__WORK INSTRUCTIONS__: Below is a set of entries. Print the line that contains "of the clear" and every later line word for word, through the final one.

::: THE INPUT :::

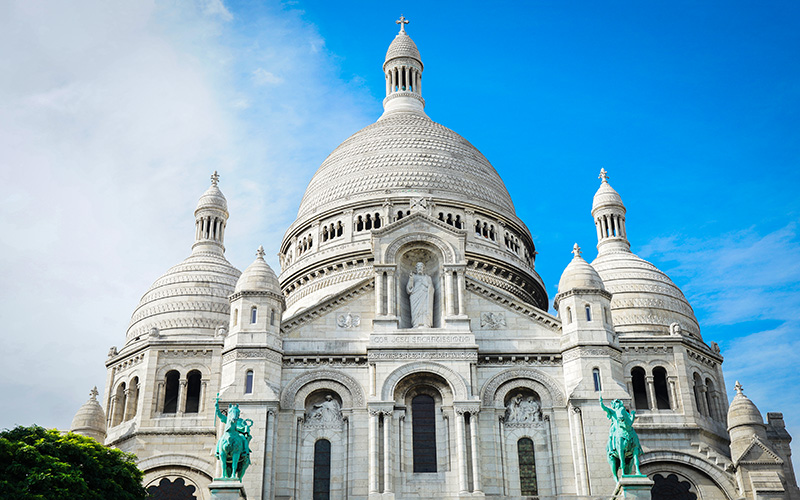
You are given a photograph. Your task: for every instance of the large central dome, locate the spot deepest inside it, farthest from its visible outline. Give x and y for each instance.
(405, 152)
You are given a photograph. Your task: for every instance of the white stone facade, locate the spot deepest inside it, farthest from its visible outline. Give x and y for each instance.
(326, 352)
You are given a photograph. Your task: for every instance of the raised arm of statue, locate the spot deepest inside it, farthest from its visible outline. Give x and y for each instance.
(221, 415)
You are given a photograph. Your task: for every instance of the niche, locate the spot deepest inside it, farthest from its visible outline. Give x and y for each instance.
(406, 265)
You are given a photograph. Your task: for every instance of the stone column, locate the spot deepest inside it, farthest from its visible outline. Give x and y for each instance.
(373, 451)
(387, 456)
(476, 468)
(182, 396)
(391, 293)
(462, 286)
(651, 392)
(461, 452)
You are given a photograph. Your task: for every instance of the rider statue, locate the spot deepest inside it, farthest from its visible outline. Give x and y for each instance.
(623, 444)
(233, 448)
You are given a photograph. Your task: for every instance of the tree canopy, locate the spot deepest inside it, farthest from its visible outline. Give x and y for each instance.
(41, 464)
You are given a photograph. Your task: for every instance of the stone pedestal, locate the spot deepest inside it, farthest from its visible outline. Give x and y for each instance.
(227, 489)
(633, 488)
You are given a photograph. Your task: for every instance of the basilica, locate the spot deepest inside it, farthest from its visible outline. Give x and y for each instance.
(404, 350)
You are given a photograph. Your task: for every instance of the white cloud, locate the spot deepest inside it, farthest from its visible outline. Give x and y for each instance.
(114, 116)
(264, 77)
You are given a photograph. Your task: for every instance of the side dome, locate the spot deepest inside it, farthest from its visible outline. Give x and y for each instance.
(579, 274)
(644, 299)
(400, 153)
(258, 277)
(90, 420)
(191, 298)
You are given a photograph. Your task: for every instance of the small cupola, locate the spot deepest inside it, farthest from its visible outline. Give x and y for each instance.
(609, 217)
(211, 217)
(402, 70)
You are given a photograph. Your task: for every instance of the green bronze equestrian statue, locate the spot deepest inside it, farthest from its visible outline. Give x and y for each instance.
(233, 448)
(623, 444)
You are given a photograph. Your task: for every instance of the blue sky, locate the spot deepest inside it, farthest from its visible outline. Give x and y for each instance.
(113, 117)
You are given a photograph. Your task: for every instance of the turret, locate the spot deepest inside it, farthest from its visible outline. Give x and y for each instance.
(403, 72)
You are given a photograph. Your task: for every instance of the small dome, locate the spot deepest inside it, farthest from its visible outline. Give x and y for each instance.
(743, 411)
(579, 274)
(90, 420)
(258, 277)
(606, 196)
(213, 198)
(403, 46)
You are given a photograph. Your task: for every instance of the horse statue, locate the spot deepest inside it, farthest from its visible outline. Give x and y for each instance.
(233, 448)
(623, 444)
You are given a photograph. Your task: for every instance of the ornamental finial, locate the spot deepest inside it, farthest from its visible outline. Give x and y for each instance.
(402, 22)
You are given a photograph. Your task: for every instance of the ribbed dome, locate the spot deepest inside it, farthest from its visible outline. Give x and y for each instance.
(403, 46)
(258, 277)
(579, 274)
(213, 198)
(743, 411)
(90, 420)
(189, 299)
(644, 299)
(400, 153)
(606, 196)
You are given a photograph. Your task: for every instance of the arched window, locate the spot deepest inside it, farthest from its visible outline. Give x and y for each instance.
(639, 388)
(661, 388)
(697, 396)
(248, 382)
(322, 470)
(710, 398)
(193, 384)
(119, 406)
(133, 399)
(423, 415)
(527, 468)
(598, 386)
(171, 391)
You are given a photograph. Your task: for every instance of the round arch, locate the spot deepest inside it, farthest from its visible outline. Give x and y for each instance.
(348, 388)
(453, 379)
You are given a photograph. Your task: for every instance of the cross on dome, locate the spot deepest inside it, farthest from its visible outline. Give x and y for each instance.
(402, 22)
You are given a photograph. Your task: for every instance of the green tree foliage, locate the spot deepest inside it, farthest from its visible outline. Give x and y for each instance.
(41, 464)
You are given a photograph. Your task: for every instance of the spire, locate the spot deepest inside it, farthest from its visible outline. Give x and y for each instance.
(609, 217)
(402, 71)
(211, 217)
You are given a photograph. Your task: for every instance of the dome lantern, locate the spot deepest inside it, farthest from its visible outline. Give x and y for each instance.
(609, 217)
(211, 217)
(402, 70)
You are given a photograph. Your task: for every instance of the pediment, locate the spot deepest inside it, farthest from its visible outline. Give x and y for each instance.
(513, 305)
(421, 230)
(758, 453)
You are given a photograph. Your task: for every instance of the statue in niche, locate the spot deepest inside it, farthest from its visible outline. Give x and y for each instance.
(523, 411)
(327, 411)
(420, 297)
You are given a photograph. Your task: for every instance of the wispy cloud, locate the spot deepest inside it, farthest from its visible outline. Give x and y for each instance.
(113, 119)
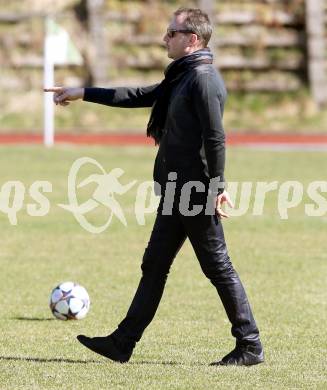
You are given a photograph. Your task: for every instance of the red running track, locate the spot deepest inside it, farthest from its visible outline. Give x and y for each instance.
(139, 139)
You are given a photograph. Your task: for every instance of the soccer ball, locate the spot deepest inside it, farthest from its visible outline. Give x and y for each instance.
(69, 301)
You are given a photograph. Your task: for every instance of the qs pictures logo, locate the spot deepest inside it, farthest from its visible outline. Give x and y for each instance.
(108, 187)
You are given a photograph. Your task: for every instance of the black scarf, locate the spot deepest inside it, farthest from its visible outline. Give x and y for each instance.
(173, 74)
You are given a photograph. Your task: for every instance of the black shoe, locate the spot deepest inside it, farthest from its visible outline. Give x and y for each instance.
(106, 346)
(242, 355)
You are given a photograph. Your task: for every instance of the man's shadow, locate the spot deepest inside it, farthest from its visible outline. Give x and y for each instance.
(47, 360)
(23, 318)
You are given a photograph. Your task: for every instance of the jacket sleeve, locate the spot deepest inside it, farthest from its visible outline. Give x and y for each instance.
(208, 101)
(123, 97)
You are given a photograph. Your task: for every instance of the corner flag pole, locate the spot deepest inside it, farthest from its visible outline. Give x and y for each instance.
(48, 131)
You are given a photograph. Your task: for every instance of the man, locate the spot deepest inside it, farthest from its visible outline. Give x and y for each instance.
(186, 122)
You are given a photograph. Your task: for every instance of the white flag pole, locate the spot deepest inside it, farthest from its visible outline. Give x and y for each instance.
(48, 134)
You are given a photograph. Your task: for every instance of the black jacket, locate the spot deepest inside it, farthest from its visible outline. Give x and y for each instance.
(193, 143)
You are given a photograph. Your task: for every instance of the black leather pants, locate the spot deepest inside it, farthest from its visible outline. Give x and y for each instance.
(206, 235)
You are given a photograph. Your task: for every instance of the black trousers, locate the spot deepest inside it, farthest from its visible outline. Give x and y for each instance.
(206, 235)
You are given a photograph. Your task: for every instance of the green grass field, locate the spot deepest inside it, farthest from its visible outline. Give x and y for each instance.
(281, 262)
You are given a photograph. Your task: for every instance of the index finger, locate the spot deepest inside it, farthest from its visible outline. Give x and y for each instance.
(53, 89)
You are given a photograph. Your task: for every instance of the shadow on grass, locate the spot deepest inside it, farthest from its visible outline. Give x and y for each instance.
(44, 360)
(22, 318)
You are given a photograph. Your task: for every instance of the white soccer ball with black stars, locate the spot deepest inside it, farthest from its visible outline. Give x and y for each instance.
(69, 301)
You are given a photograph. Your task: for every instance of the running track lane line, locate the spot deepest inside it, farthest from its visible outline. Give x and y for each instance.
(304, 140)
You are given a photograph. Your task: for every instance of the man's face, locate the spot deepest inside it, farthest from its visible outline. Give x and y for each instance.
(177, 45)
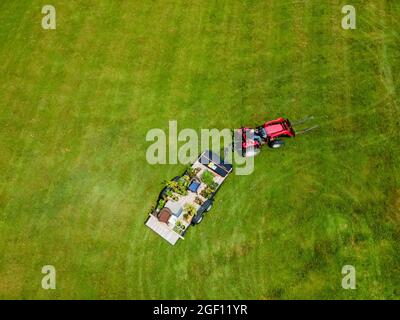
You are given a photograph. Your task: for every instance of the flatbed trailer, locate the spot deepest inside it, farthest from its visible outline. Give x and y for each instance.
(186, 199)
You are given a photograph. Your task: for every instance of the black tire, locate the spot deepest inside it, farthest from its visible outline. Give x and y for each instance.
(276, 144)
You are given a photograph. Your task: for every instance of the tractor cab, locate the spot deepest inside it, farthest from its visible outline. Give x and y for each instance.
(269, 133)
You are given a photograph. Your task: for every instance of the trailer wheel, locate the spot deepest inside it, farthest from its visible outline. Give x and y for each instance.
(198, 221)
(276, 144)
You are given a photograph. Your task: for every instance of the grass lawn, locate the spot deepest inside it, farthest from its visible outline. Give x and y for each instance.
(76, 104)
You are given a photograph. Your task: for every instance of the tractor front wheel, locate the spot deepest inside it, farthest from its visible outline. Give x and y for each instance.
(276, 144)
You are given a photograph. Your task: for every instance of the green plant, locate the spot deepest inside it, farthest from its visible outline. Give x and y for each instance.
(198, 201)
(190, 209)
(161, 204)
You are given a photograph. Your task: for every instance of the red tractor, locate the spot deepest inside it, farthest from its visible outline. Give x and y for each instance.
(270, 133)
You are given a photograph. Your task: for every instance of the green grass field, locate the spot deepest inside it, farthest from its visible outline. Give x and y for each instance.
(76, 104)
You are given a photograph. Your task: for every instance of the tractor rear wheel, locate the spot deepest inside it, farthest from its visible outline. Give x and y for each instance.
(276, 144)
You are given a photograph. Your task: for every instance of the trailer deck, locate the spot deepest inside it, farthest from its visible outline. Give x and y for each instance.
(172, 217)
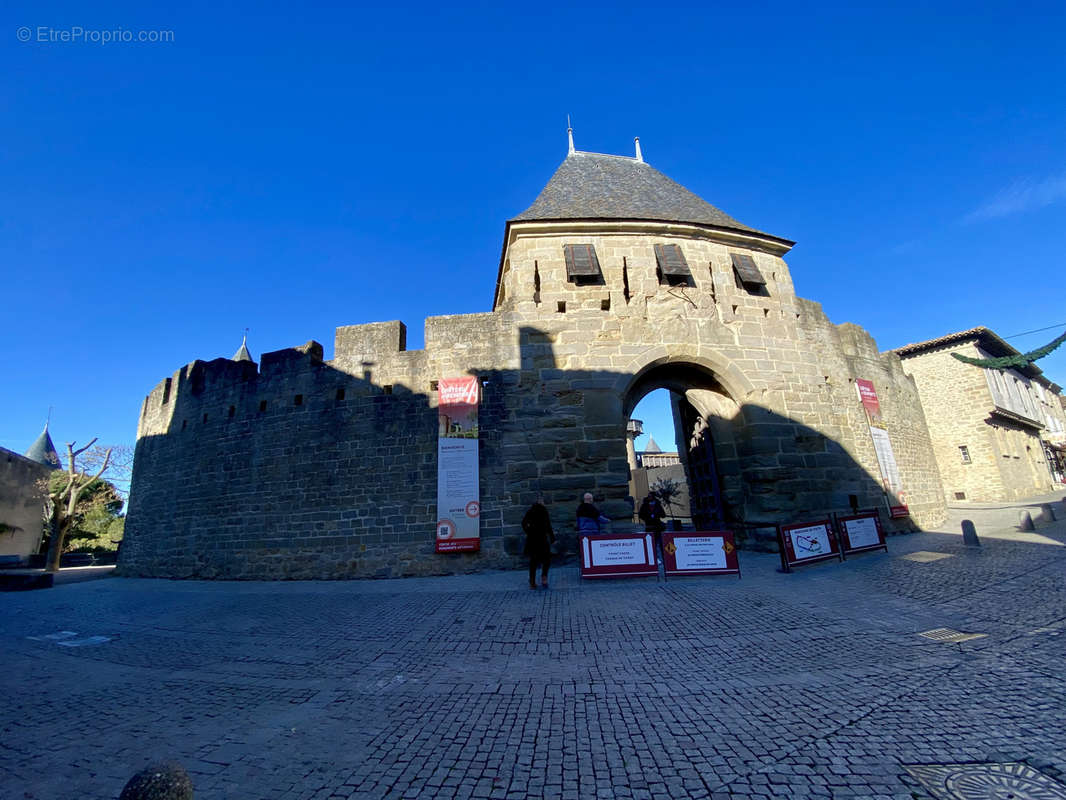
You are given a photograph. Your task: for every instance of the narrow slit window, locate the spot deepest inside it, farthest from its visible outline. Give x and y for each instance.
(582, 266)
(673, 269)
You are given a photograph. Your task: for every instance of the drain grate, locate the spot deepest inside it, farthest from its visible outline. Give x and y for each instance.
(984, 781)
(924, 557)
(947, 635)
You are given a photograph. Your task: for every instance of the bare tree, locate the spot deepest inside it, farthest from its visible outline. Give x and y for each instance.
(61, 502)
(667, 490)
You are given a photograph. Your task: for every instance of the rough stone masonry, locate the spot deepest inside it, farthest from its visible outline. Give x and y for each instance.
(615, 282)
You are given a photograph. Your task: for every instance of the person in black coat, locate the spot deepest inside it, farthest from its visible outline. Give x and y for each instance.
(652, 514)
(538, 539)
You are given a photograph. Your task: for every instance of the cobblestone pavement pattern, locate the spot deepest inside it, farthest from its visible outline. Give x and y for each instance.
(813, 684)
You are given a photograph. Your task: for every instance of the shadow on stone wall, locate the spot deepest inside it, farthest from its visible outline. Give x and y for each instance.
(296, 469)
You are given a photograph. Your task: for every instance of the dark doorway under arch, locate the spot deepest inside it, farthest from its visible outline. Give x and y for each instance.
(701, 411)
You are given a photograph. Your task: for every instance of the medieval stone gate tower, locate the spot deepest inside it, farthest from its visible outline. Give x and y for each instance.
(615, 282)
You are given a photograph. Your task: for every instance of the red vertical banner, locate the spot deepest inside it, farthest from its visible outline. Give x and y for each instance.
(883, 449)
(458, 497)
(868, 395)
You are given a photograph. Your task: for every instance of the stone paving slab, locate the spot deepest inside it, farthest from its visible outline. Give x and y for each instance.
(809, 685)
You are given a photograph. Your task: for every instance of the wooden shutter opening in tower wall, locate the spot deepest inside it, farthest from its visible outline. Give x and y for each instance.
(581, 261)
(671, 260)
(746, 270)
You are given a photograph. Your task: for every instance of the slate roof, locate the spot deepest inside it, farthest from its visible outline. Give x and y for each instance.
(242, 353)
(591, 186)
(988, 340)
(43, 451)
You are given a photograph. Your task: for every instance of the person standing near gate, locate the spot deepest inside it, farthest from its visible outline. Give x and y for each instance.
(652, 514)
(590, 520)
(538, 540)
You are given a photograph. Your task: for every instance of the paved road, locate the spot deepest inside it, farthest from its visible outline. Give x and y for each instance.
(813, 684)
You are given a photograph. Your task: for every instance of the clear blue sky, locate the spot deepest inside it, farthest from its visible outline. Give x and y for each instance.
(295, 168)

:::

__RESULT OF THE EXERCISE__:
You are given a photograph. Your task: for every instance of the clear blue sky, locate the spot deepest inside it, farthest from its visible outline. Give x and y for each instance.
(295, 168)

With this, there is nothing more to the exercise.